→ **Prompt A**:
Answer these questions about the faculty colloquium page:
(i) In which room was the Nov. 13, 2015 session held?
(ii) What color are attendees of the Feb. 19, 2016 event asked to wear?
(iii) At what time does the Kent State Stark Theatre event on March 18, 2016 begin?
→ **Prompt B**: Write out the faculty colloquium page word for word, from "The World According" to "this conservation dynamic.".

→ **Page extract**:

2016-2017 Faculty Colloquium
Presentations to be announced.
Dr. Ann Martinez and Dr. Greg Smith
Friday, Nov. 13, 2015 at 5 p.m.
Library Conference Room
Green is the New Black: The Garden as (Women's) Prison in Chaucer's "The Knight's Tale"
Dr. Ann Martinez
A reexamination of medieval literature through an ecocritical lens shows that the portrayal of social attitudes regarding nature and women reflect medieval cultural perceptions about control and mastery. The domesticated and the untamed nature por-trayed in Chaucer’s The Knight’s Tale help contextualize his interrogation of society’s constricting control over women by showcasing a woman’s relationship with these two diametrical spaces. This tale in particular features an enclosed garden where nature is beautified and objectified, and which holds a beautiful and objectified woman. The woman later becomes the vehicle with which Chaucer introduces the wodes wilde (wild woods) as a limitless alternative to the garden, free of stylization and domestication, but vulnerable to a damaging patriarchal presence nonetheless.
The World According to Us: Wildlife Conservation in Human-Dominated Landscapes
Dr. Greg Smith
Anthropogenic impacts to the environment form a suite of problems that are detrimental for native species: habitat loss and fragmentation, overexploitation, pollution, climate change, and the global redistribution of non-native species. Understanding basic ecology and natural history as well as our own role within ecosystems is crucial to the development of collaborative, far-reaching conservation strategies that successfully engage all stake holders. This research talk will focus on several aspects of this conservation dynamic.
Kent State Stark Nursing Faculty
Friday, Feb. 19, 2016 at 5 p.m.
Nursing Lab - Science & Nursing
Refreshments will be provided. Please wear red in support of heart health awareness.
Feeling the Beat...Helping Your Heart Stay Healthy
In honor of Heart Health Awareness month, Kent State Stark nursing faculty will set up various learning stations related to heart health. The stations will include:
- Symptoms of heart attack and stroke and how to respond to those symptoms
- Heart healthy food and drink
- Choking and hands only CPR
- Simulation of heart attack
- Blood pressure and cholesterol screening
- Deb Shelestak, RN, Ph.D.
- Dawn Richards, BSN, RN-BC
- Cherie Mountain, MSN, RN-BC
- Eldy Lazaroff, RN, MSN, NP
- Jean Zaluski, M.Ed.
- Loretta Aller, RN, MSN, CNS
- Janet Reed, RN, MSN
- Chrissy Kauth, RN, MSN
- Laura Brison, RN, BSN, MT
- Jennifer Hostutler, RN, CCRN, CNS
- Melissa Owen, MSN, RN
Kent State Stark Theatre: The Bicentennial Project
Friday, March 18, 2016 at 5:15 p.m.

→ **Raw data**:
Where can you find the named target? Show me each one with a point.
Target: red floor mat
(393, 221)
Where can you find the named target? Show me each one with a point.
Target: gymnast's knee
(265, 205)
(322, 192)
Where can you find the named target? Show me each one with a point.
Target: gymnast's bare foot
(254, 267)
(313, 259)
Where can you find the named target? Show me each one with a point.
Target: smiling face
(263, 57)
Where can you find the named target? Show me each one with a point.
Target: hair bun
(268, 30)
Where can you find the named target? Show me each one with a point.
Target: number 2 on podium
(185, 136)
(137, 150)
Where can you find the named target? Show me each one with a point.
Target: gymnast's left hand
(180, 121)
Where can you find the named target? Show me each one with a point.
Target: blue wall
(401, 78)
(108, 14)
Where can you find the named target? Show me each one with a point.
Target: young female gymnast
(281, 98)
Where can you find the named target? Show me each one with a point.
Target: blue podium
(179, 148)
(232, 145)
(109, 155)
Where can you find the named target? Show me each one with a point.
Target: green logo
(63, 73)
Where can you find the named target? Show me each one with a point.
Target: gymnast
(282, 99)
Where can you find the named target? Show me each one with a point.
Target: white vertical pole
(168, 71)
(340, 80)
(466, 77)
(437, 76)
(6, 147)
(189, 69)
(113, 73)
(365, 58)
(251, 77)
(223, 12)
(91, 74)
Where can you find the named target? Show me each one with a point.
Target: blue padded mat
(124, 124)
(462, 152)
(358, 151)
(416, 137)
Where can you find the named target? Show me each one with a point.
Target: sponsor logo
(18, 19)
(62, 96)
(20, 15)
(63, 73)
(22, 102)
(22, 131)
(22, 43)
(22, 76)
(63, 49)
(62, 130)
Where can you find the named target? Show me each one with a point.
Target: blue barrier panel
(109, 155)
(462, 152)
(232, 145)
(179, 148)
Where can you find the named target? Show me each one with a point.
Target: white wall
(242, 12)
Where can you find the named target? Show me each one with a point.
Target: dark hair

→ **Answer A**:
(i) Library Conference Room
(ii) Red
(iii) 5:15 p.m.

→ **Answer B**:
The World According to Us: Wildlife Conservation in Human-Dominated Landscapes
Dr. Greg Smith
Anthropogenic impacts to the environment form a suite of problems that are detrimental for native species: habitat loss and fragmentation, overexploitation, pollution, climate change, and the global redistribution of non-native species. Understanding basic ecology and natural history as well as our own role within ecosystems is crucial to the development of collaborative, far-reaching conservation strategies that successfully engage all stake holders. This research talk will focus on several aspects of this conservation dynamic.